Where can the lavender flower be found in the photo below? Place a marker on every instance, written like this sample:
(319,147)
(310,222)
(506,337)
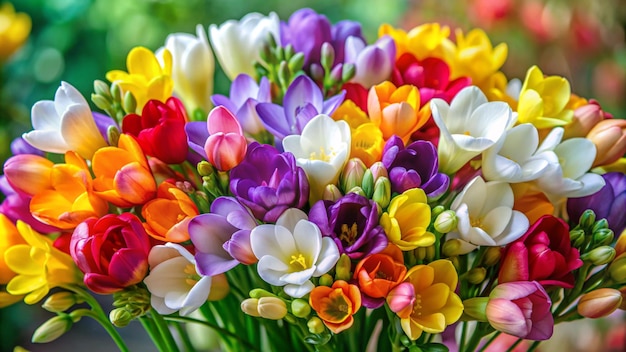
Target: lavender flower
(608,203)
(222,237)
(414,167)
(352,222)
(269,182)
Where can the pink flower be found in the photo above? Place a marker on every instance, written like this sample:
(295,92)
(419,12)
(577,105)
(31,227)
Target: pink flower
(522,309)
(226,146)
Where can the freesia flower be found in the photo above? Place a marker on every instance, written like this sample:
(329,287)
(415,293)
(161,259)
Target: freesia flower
(485,215)
(321,150)
(414,166)
(38,266)
(245,95)
(193,67)
(336,305)
(168,215)
(174,283)
(226,146)
(123,176)
(522,309)
(468,126)
(237,44)
(269,182)
(112,251)
(436,305)
(147,78)
(302,102)
(607,203)
(222,237)
(396,110)
(352,223)
(543,100)
(65,124)
(160,130)
(543,254)
(406,220)
(291,252)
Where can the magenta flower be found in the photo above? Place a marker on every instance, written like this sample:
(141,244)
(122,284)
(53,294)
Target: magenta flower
(269,182)
(222,237)
(608,203)
(522,309)
(352,222)
(112,251)
(415,166)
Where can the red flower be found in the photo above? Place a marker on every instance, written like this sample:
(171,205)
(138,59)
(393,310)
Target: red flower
(112,251)
(160,130)
(543,254)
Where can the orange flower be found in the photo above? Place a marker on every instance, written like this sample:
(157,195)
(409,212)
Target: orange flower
(123,176)
(396,110)
(168,215)
(335,305)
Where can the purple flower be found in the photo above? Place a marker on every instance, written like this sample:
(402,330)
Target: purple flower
(222,237)
(244,96)
(414,167)
(352,222)
(269,182)
(608,203)
(303,101)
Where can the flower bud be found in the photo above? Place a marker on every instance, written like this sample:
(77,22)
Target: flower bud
(59,302)
(272,308)
(446,221)
(300,308)
(599,303)
(52,329)
(599,256)
(315,325)
(250,307)
(343,268)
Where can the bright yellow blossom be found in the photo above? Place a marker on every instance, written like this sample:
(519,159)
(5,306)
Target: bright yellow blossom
(406,220)
(14,30)
(146,78)
(543,100)
(38,266)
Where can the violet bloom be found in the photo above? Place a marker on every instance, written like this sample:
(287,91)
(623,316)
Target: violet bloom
(608,203)
(222,237)
(303,101)
(244,96)
(269,182)
(352,222)
(414,167)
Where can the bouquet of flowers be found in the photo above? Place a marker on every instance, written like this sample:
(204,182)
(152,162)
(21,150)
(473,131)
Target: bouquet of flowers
(345,195)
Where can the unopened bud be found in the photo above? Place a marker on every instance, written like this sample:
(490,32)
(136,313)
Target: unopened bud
(599,303)
(446,222)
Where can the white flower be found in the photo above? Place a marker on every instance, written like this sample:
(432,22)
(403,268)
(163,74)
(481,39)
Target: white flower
(485,215)
(512,159)
(193,67)
(567,175)
(173,282)
(65,124)
(237,43)
(292,251)
(468,126)
(321,150)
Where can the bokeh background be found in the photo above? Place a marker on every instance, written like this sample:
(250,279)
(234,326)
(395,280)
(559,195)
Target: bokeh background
(80,40)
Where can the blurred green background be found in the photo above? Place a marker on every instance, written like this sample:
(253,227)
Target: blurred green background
(78,41)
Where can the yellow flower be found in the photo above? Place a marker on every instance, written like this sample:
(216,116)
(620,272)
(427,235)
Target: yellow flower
(543,100)
(407,219)
(436,305)
(146,78)
(14,30)
(38,266)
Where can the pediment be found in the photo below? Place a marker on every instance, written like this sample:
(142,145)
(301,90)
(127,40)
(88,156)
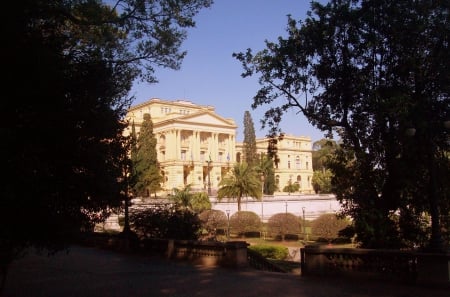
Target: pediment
(203,118)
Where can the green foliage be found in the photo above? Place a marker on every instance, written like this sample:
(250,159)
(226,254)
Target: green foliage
(321,181)
(368,71)
(267,170)
(291,187)
(328,226)
(271,251)
(281,224)
(249,150)
(165,222)
(213,220)
(146,174)
(196,202)
(200,202)
(244,180)
(63,148)
(242,222)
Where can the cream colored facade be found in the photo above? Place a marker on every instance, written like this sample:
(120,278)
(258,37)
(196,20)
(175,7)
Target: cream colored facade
(295,165)
(193,140)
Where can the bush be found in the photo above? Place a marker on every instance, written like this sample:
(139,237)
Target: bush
(165,222)
(245,221)
(281,224)
(328,226)
(213,222)
(271,251)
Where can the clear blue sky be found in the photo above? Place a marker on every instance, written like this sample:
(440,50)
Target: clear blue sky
(210,75)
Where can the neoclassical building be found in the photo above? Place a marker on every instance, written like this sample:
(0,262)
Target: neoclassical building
(197,146)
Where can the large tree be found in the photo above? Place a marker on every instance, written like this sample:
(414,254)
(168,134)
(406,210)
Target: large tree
(62,151)
(376,73)
(249,144)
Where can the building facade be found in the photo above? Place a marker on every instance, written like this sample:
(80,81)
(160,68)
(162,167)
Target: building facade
(196,146)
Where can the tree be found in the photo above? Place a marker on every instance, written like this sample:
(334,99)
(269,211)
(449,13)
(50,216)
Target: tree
(266,169)
(243,180)
(291,187)
(213,220)
(321,181)
(249,150)
(200,202)
(146,166)
(62,148)
(369,71)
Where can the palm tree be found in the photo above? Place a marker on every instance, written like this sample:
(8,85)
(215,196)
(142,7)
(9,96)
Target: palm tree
(244,180)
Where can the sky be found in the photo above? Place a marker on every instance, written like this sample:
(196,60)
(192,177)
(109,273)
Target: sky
(209,75)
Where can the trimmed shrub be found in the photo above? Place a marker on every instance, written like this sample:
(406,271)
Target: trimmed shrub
(243,222)
(281,224)
(165,222)
(271,251)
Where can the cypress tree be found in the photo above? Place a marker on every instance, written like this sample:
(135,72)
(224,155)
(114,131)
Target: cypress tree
(145,162)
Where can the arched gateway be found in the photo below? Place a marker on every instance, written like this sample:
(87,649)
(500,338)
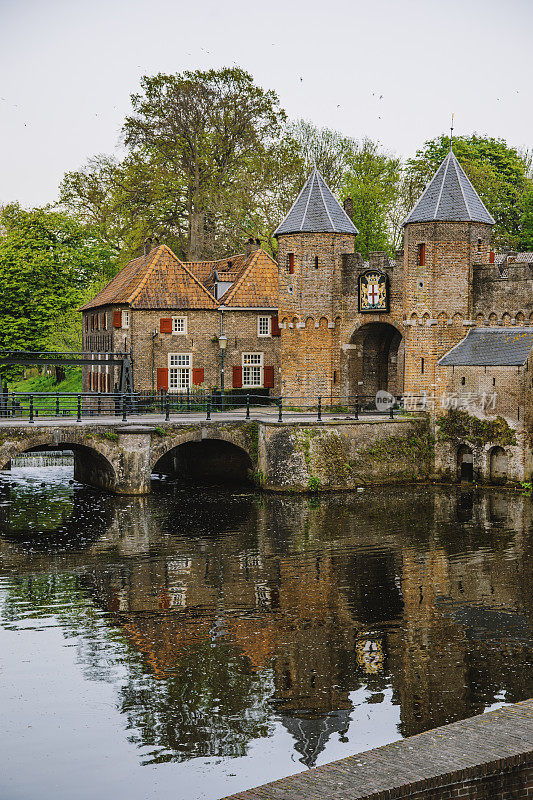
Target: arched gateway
(376,360)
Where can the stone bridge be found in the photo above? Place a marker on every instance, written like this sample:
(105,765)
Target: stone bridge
(298,455)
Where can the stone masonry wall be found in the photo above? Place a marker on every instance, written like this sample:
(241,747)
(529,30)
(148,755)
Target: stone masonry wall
(344,455)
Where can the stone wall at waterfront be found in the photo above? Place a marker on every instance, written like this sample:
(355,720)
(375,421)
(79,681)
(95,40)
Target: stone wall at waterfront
(344,454)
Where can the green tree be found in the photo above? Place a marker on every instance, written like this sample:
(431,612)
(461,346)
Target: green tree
(498,172)
(373,180)
(47,259)
(525,239)
(207,130)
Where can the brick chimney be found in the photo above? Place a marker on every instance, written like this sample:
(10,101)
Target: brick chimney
(348,207)
(251,246)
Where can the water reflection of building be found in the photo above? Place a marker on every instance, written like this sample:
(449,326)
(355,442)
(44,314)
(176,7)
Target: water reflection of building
(432,602)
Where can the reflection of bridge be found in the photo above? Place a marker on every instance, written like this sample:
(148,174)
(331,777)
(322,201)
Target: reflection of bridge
(298,454)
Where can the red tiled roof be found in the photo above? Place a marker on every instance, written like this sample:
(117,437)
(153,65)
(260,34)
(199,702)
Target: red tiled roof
(157,280)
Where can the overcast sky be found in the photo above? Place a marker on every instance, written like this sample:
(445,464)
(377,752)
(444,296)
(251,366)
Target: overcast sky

===============

ASSIGNMENT: Would you please output each record exactly, leaving the images out?

WORKED SOLUTION:
Where can the lavender flower be found in the photo below? Place a marker on every instance, written like this sample:
(319,147)
(310,222)
(506,337)
Target: lavender flower
(608,203)
(222,237)
(414,167)
(352,222)
(269,182)
Where can the pink flower be found in the photo above? Place a marker on every instance, written like this sample:
(295,92)
(419,12)
(577,105)
(31,227)
Target: pink flower
(522,309)
(226,146)
Where can the freesia flower be found in the photo above? Place a marker on every instance, written like this sample:
(329,287)
(415,293)
(161,259)
Target: freesia flower
(485,215)
(321,150)
(414,166)
(38,266)
(245,95)
(193,67)
(336,305)
(168,215)
(174,283)
(226,146)
(123,176)
(522,309)
(468,126)
(237,44)
(269,182)
(112,251)
(436,305)
(147,78)
(302,102)
(607,203)
(222,237)
(396,110)
(352,223)
(543,100)
(65,124)
(160,130)
(543,254)
(406,220)
(291,252)
Where can the magenta flower be found in the photo above? Place a marker on every instance, written like this sample:
(141,244)
(122,284)
(53,294)
Target: magenta flower
(269,182)
(222,237)
(608,203)
(522,309)
(352,222)
(112,251)
(415,166)
Where can the red flower be found in the photo above? Place a marker on every instance, written like this sample:
(171,205)
(138,59)
(393,310)
Target: red flower
(112,251)
(160,130)
(543,254)
Where can the orange flower be found in the photo above? Place a marker on every instance, written like this sample:
(157,195)
(409,212)
Target: orange flower
(123,176)
(396,110)
(168,215)
(335,305)
Where can the purple flower be found in the photo above? Place a marker on every instance, written like this sample:
(402,330)
Target: purple flower
(222,237)
(244,96)
(414,167)
(352,222)
(269,182)
(608,203)
(303,101)
Where can the flower bud be found in the photo above? Place a marker on every instance, written like this sample:
(77,22)
Target: flower bud
(59,302)
(272,308)
(446,221)
(300,308)
(599,303)
(52,329)
(599,256)
(315,325)
(250,307)
(343,268)
Where can the bright yellow blossom be found in the photo above? Place a marker on every instance, written like this sample:
(519,159)
(5,306)
Target: bright yellow blossom
(406,220)
(14,30)
(146,78)
(543,100)
(38,266)
Where can the violet bloom be found in the photo above? Place a marker on every instance, written like this sample:
(287,91)
(623,316)
Target: violet bloom
(608,203)
(222,237)
(303,101)
(244,96)
(269,182)
(352,222)
(414,167)
Where can the bouquet of flowers be found in the photo above? Place a marker on every instance, written like this sample:
(204,182)
(152,162)
(21,150)
(473,131)
Target: bouquet of flowers
(345,195)
Where can the unopened bud be found in the photo above? Place a marker on every instance, written like this sample:
(490,32)
(136,313)
Target: unopened bud
(599,303)
(446,222)
Where can the white flower be found in the photo above? Place a marker on every instance, written like this sample:
(432,22)
(403,268)
(163,74)
(481,39)
Target: white flower
(485,215)
(512,159)
(193,67)
(567,175)
(173,282)
(65,124)
(237,43)
(292,251)
(468,126)
(321,150)
Where can the bokeh background be found in the photo above? Place a marker on every instance, written like this sample:
(250,279)
(234,326)
(395,280)
(559,195)
Target: bokeh background
(80,40)
Where can the blurred green background be found in the photo above? Place a marker on every instance, written like this sample:
(253,227)
Target: blurred green background
(78,41)
Where can the yellow flower be found in the photo above? Place a marker on every instance, written like this sample:
(216,116)
(620,272)
(427,235)
Target: yellow flower
(543,100)
(407,219)
(436,305)
(146,78)
(14,30)
(38,266)
Where can the pediment be found in the photo below? Place a marker on every instance, written like this sample:
(142,145)
(301,90)
(127,40)
(88,156)
Target: pediment
(203,118)
Where can the green foliage be found in the photo above? Place a marker on every instance, written like this sample:
(250,159)
(226,254)
Target: green foliage
(321,181)
(368,71)
(267,170)
(291,187)
(328,226)
(271,251)
(281,224)
(249,150)
(165,222)
(213,220)
(146,174)
(196,202)
(200,202)
(244,180)
(63,148)
(242,222)
Where can the cream colored facade be found in the photo above? Place a marker on every instance, written like this sample:
(120,278)
(258,37)
(196,20)
(175,7)
Target: cream colored facade
(295,165)
(193,140)
Where can the bush be found in the photo above? Place a marker on every instance, written like this sample:
(139,237)
Target: bush
(165,222)
(245,221)
(281,224)
(328,226)
(213,222)
(271,251)
Where can the clear blue sky be found in the photo above? Place a marker on every instance, written like this sample:
(440,50)
Target: clear blue sky
(210,75)
Where can the neoclassical building be found in the photo above? Place a marker on every instance, written like this sample:
(0,262)
Target: neoclassical building
(197,146)
Where can the large tree be found in the photo above? Place a marker on every instance, written like this sample:
(414,254)
(168,134)
(406,210)
Target: large tree
(62,151)
(376,73)
(249,144)
Where can the building facade be found in the photo above? Place a marker on every instance, written like this sample:
(80,81)
(160,68)
(162,167)
Target: building facade
(196,146)
Where can the tree be found in the photo above? Place a marker on every instance, written like this sample:
(334,99)
(269,211)
(449,13)
(50,216)
Target: tree
(266,169)
(243,180)
(291,187)
(213,220)
(321,181)
(249,150)
(200,202)
(146,166)
(62,148)
(369,71)
Where can the palm tree be found in the photo above? Place a marker on every instance, written like this sample:
(8,85)
(215,196)
(142,7)
(9,96)
Target: palm tree
(244,180)
Where can the sky be found in the photo above? Place a marker on every instance, written like this sample:
(196,60)
(192,177)
(109,273)
Target: sky
(209,75)
Where can the trimmed shrub be found in the photo above? Place a marker on every instance, written like this sample:
(406,271)
Target: trimmed shrub
(243,222)
(281,224)
(165,222)
(271,251)
Where can the cypress tree be found in the photo above? Place a marker on every instance, written like this sample:
(135,72)
(224,155)
(114,131)
Target: cypress tree
(145,162)
Where can the arched gateway be found in the photo below? Place a marker on every instance, written like this sample:
(87,649)
(500,338)
Target: arched gateway
(376,360)
Where can the stone bridge be found in the photo above? Place a marker on every instance, written like this sample:
(105,765)
Target: stone bridge
(298,455)
Where can the stone masonry wall be found in the photo above? Place a marker on every instance, written like this sample:
(241,747)
(529,30)
(148,755)
Target: stone masonry wall
(344,455)
Where can the stone wall at waterfront be found in the photo above? Place a marker on every instance, written like this sample:
(355,720)
(375,421)
(79,681)
(95,40)
Target: stone wall at waterfront
(344,454)
Where can the green tree be found in the photo above? Place a marker on every instance, written like this sample:
(431,612)
(461,346)
Target: green tree
(498,172)
(373,180)
(47,259)
(525,239)
(207,130)
Where can the brick chimney be found in the photo above? Place a marker on every instance, written like this sample:
(10,101)
Target: brick chimney
(348,207)
(251,246)
Where can the water reflection of building be found in the photo above? Place a marker on every instance, written like this sample:
(449,326)
(355,442)
(44,314)
(176,7)
Target: water reflection of building
(432,602)
Where can the reflection of bridge be found in the photo above? Place a marker on every instance, written like this sample:
(148,174)
(331,777)
(322,201)
Target: reflection of bridge
(298,454)
Where can the red tiled roof be found in the photo above? Place a marker on every instance, written like this sample:
(117,437)
(153,65)
(260,34)
(199,702)
Target: red tiled roof
(157,280)
Where can the overcast sky be found in the photo above? Place a marker on every instance, written like this sample:
(445,464)
(377,752)
(444,296)
(251,366)
Target: overcast sky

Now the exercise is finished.